# What you have to do:
Return the following data exactly, with all pictures left out.
Given information START
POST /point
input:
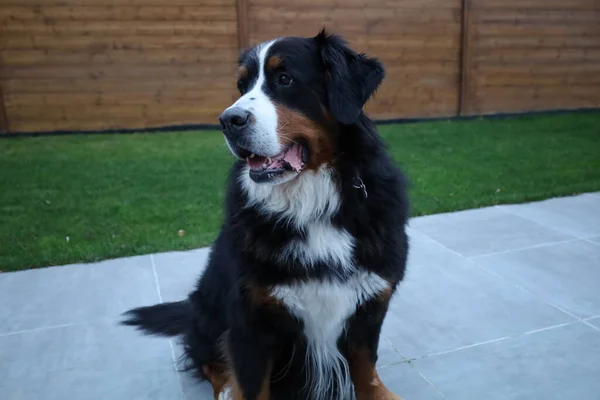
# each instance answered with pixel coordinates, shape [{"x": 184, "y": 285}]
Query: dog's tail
[{"x": 166, "y": 319}]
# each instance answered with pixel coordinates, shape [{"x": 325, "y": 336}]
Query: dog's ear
[{"x": 351, "y": 78}]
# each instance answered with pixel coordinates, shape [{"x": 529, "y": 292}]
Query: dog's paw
[{"x": 226, "y": 394}]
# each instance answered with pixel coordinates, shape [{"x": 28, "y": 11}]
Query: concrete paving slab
[
  {"x": 177, "y": 272},
  {"x": 478, "y": 316},
  {"x": 92, "y": 361},
  {"x": 440, "y": 307},
  {"x": 555, "y": 364},
  {"x": 486, "y": 230},
  {"x": 564, "y": 274},
  {"x": 74, "y": 293},
  {"x": 576, "y": 215}
]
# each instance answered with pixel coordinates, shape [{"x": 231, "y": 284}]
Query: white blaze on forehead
[{"x": 263, "y": 135}]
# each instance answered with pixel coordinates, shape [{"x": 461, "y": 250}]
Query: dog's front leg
[
  {"x": 250, "y": 361},
  {"x": 363, "y": 343}
]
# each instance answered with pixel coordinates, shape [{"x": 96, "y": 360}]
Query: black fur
[{"x": 246, "y": 252}]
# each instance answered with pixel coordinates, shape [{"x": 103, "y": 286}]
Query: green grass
[{"x": 121, "y": 195}]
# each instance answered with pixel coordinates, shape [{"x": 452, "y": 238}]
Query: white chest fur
[{"x": 324, "y": 308}]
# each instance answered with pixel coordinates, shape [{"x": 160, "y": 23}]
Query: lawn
[{"x": 81, "y": 198}]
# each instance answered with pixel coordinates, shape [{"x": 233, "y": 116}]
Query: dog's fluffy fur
[{"x": 312, "y": 247}]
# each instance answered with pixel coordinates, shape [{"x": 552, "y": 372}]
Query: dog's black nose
[{"x": 234, "y": 119}]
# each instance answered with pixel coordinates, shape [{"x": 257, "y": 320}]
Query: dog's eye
[
  {"x": 284, "y": 79},
  {"x": 241, "y": 87}
]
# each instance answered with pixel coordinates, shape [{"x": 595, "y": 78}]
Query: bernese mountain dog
[{"x": 313, "y": 242}]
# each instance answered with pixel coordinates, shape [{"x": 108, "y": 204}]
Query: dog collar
[{"x": 357, "y": 183}]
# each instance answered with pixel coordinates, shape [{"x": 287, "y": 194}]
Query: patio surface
[{"x": 498, "y": 303}]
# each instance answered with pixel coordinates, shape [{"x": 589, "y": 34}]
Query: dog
[{"x": 313, "y": 243}]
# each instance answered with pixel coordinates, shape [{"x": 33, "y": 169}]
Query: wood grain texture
[
  {"x": 86, "y": 64},
  {"x": 417, "y": 41},
  {"x": 110, "y": 64},
  {"x": 533, "y": 55}
]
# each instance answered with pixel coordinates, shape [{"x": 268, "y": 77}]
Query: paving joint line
[
  {"x": 545, "y": 226},
  {"x": 173, "y": 357},
  {"x": 542, "y": 299},
  {"x": 536, "y": 246},
  {"x": 43, "y": 328}
]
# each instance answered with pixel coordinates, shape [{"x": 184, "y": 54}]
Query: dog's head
[{"x": 295, "y": 94}]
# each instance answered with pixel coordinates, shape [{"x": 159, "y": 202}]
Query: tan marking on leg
[
  {"x": 367, "y": 384},
  {"x": 265, "y": 391},
  {"x": 217, "y": 377}
]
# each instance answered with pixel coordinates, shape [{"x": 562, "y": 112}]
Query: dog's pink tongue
[
  {"x": 294, "y": 157},
  {"x": 256, "y": 162}
]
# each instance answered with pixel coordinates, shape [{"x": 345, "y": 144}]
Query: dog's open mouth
[{"x": 292, "y": 159}]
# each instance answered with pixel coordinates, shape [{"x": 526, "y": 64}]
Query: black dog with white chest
[{"x": 313, "y": 243}]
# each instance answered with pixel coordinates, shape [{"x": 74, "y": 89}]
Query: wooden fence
[{"x": 127, "y": 64}]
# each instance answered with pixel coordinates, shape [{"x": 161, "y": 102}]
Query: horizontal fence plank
[
  {"x": 75, "y": 112},
  {"x": 536, "y": 80},
  {"x": 210, "y": 71},
  {"x": 103, "y": 3},
  {"x": 521, "y": 42},
  {"x": 167, "y": 96},
  {"x": 539, "y": 30},
  {"x": 113, "y": 124},
  {"x": 93, "y": 85},
  {"x": 45, "y": 57},
  {"x": 537, "y": 4},
  {"x": 421, "y": 4},
  {"x": 107, "y": 42},
  {"x": 277, "y": 28},
  {"x": 161, "y": 28},
  {"x": 507, "y": 55},
  {"x": 557, "y": 67},
  {"x": 119, "y": 13},
  {"x": 533, "y": 17},
  {"x": 349, "y": 15}
]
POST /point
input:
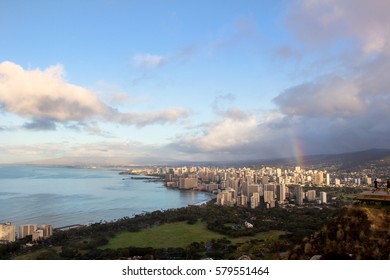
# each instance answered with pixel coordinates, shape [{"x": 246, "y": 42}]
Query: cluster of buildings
[
  {"x": 8, "y": 232},
  {"x": 263, "y": 187}
]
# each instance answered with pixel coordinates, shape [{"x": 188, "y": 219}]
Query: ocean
[{"x": 64, "y": 196}]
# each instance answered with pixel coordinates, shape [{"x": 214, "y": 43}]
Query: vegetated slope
[{"x": 356, "y": 233}]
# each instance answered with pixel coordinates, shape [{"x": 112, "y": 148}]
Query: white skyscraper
[
  {"x": 298, "y": 195},
  {"x": 281, "y": 193},
  {"x": 323, "y": 197},
  {"x": 7, "y": 232}
]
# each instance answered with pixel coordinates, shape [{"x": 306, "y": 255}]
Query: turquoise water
[{"x": 65, "y": 196}]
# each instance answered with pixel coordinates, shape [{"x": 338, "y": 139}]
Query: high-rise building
[
  {"x": 311, "y": 195},
  {"x": 242, "y": 200},
  {"x": 255, "y": 200},
  {"x": 323, "y": 197},
  {"x": 188, "y": 183},
  {"x": 26, "y": 230},
  {"x": 281, "y": 193},
  {"x": 298, "y": 195},
  {"x": 269, "y": 196},
  {"x": 7, "y": 232},
  {"x": 47, "y": 230}
]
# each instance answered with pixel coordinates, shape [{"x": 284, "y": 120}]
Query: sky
[{"x": 154, "y": 81}]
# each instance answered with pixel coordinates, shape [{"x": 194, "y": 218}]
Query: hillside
[{"x": 356, "y": 233}]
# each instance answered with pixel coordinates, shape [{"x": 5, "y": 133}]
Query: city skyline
[{"x": 196, "y": 81}]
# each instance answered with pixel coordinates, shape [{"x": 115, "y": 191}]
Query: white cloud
[
  {"x": 148, "y": 61},
  {"x": 330, "y": 96},
  {"x": 47, "y": 98},
  {"x": 45, "y": 94},
  {"x": 323, "y": 22}
]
Given information END
# Task solution:
POST /point
input:
# each instance answered with pixel coordinates, shape [{"x": 184, "y": 285}]
Query: dog's tail
[{"x": 166, "y": 319}]
# each instance answered with pixel coordinates, shape [{"x": 325, "y": 336}]
Query: dog's ear
[{"x": 351, "y": 78}]
# each instance answered with pixel coordinates, shape [{"x": 529, "y": 292}]
Query: dog's paw
[{"x": 226, "y": 394}]
# each instance answered with pixel coordinates, shape [{"x": 28, "y": 11}]
Query: concrete paving slab
[
  {"x": 177, "y": 272},
  {"x": 478, "y": 316},
  {"x": 92, "y": 361},
  {"x": 440, "y": 307},
  {"x": 555, "y": 364},
  {"x": 486, "y": 230},
  {"x": 564, "y": 274},
  {"x": 74, "y": 293},
  {"x": 576, "y": 215}
]
# each instance answered with pixel coordinates, shape [{"x": 231, "y": 284}]
Query: white blaze on forehead
[{"x": 263, "y": 135}]
# each instance answered with pixel coordinates, shape [{"x": 461, "y": 250}]
Query: dog's front leg
[
  {"x": 250, "y": 361},
  {"x": 363, "y": 343}
]
# each instance answered with pixel coordinates, shape [{"x": 96, "y": 360}]
Query: black fur
[{"x": 246, "y": 252}]
# each instance answered with pixel coordinates, shape [{"x": 103, "y": 286}]
Query: green grass
[{"x": 121, "y": 195}]
# each instance answered with pixel coordinates, shape [{"x": 452, "y": 238}]
Query: white chest fur
[{"x": 324, "y": 308}]
# each instance answered with pixel coordinates, shape [{"x": 160, "y": 23}]
Query: lawn
[{"x": 81, "y": 198}]
# each instance answered with pixel coordinates, shape [{"x": 233, "y": 116}]
Query: dog's fluffy fur
[{"x": 312, "y": 247}]
# each instance answered with pixel coordinates, shape [{"x": 552, "y": 372}]
Query: dog's black nose
[{"x": 234, "y": 119}]
# each instance answered with pixel coordinates, shape [{"x": 257, "y": 320}]
Query: dog's eye
[
  {"x": 284, "y": 79},
  {"x": 241, "y": 87}
]
# each instance answered with pixel coordinates, shape [{"x": 595, "y": 78}]
Query: bernese mountain dog
[{"x": 313, "y": 242}]
# each instance answered with pixel coordinates, shape [{"x": 108, "y": 204}]
Query: dog collar
[{"x": 357, "y": 183}]
# each instance answered with pixel coordinates, shape [{"x": 287, "y": 194}]
Query: patio surface
[{"x": 498, "y": 303}]
# each instance answered with pixel coordinates, shape [{"x": 589, "y": 34}]
Query: dog
[{"x": 313, "y": 243}]
# each instance answered with pixel coordinates, shape [{"x": 33, "y": 169}]
Query: wood grain texture
[
  {"x": 86, "y": 64},
  {"x": 417, "y": 41},
  {"x": 110, "y": 64},
  {"x": 533, "y": 55}
]
# each instance answered with pixel coordinates, shape [{"x": 268, "y": 77}]
Query: paving joint line
[
  {"x": 545, "y": 226},
  {"x": 173, "y": 357},
  {"x": 542, "y": 299},
  {"x": 536, "y": 246},
  {"x": 43, "y": 328}
]
# each instance answered with pixel coordinates, shape [{"x": 184, "y": 54}]
Query: dog's head
[{"x": 295, "y": 94}]
# each instance answered with pixel coordinates, shape [{"x": 159, "y": 202}]
Query: tan marking on leg
[
  {"x": 367, "y": 384},
  {"x": 265, "y": 391},
  {"x": 217, "y": 377}
]
# each instance answered with pixel coordinates, shape [{"x": 562, "y": 112}]
Query: dog's pink tongue
[
  {"x": 294, "y": 157},
  {"x": 256, "y": 162}
]
# each instance answered with pixel coordinates, shape [{"x": 345, "y": 144}]
Query: dog's open mouth
[{"x": 292, "y": 159}]
# each instance answered with pixel coordinates, shape [{"x": 526, "y": 64}]
Query: black dog with white chest
[{"x": 313, "y": 243}]
# each instance answered with pixel coordinates, shape [{"x": 74, "y": 89}]
Query: wooden fence
[{"x": 127, "y": 64}]
# each instance answered with pixel coordinates, shape [{"x": 161, "y": 102}]
Query: horizontal fence plank
[
  {"x": 75, "y": 112},
  {"x": 536, "y": 80},
  {"x": 210, "y": 71},
  {"x": 103, "y": 3},
  {"x": 521, "y": 42},
  {"x": 167, "y": 96},
  {"x": 539, "y": 30},
  {"x": 113, "y": 124},
  {"x": 93, "y": 85},
  {"x": 45, "y": 57},
  {"x": 537, "y": 4},
  {"x": 421, "y": 4},
  {"x": 107, "y": 42},
  {"x": 277, "y": 28},
  {"x": 161, "y": 28},
  {"x": 507, "y": 55},
  {"x": 557, "y": 67},
  {"x": 119, "y": 13},
  {"x": 533, "y": 17},
  {"x": 349, "y": 15}
]
POST /point
input:
# each instance answered with pixel coordinates, shape [{"x": 246, "y": 42}]
Query: cluster of buildings
[
  {"x": 8, "y": 232},
  {"x": 263, "y": 187}
]
# each instance answered with pixel coordinates, shape [{"x": 188, "y": 219}]
Query: ocean
[{"x": 64, "y": 196}]
# each instance answered with pixel coordinates, shape [{"x": 214, "y": 43}]
Query: vegetated slope
[{"x": 356, "y": 233}]
# each instance answered with pixel coordinates, shape [{"x": 112, "y": 148}]
Query: white skyscraper
[
  {"x": 298, "y": 195},
  {"x": 281, "y": 193},
  {"x": 323, "y": 197},
  {"x": 7, "y": 232}
]
# each instance answered with pixel coordinates, shape [{"x": 306, "y": 255}]
Query: turquoise water
[{"x": 65, "y": 196}]
# each instance answered with pixel coordinates, shape [{"x": 338, "y": 139}]
Query: high-rise building
[
  {"x": 311, "y": 195},
  {"x": 242, "y": 200},
  {"x": 255, "y": 200},
  {"x": 323, "y": 197},
  {"x": 188, "y": 183},
  {"x": 26, "y": 230},
  {"x": 281, "y": 193},
  {"x": 298, "y": 195},
  {"x": 269, "y": 196},
  {"x": 7, "y": 232},
  {"x": 47, "y": 230}
]
# each instance answered with pixel coordinates, shape [{"x": 284, "y": 120}]
Query: sky
[{"x": 154, "y": 81}]
# each instance answered with pixel coordinates, shape [{"x": 194, "y": 218}]
Query: hillside
[{"x": 356, "y": 233}]
# each instance answered with pixel coordinates, shape [{"x": 5, "y": 133}]
Query: city skyline
[{"x": 196, "y": 81}]
# each instance answered with pixel coordinates, shape [{"x": 115, "y": 191}]
Query: white cloud
[
  {"x": 148, "y": 61},
  {"x": 330, "y": 96},
  {"x": 47, "y": 98},
  {"x": 45, "y": 94},
  {"x": 323, "y": 22}
]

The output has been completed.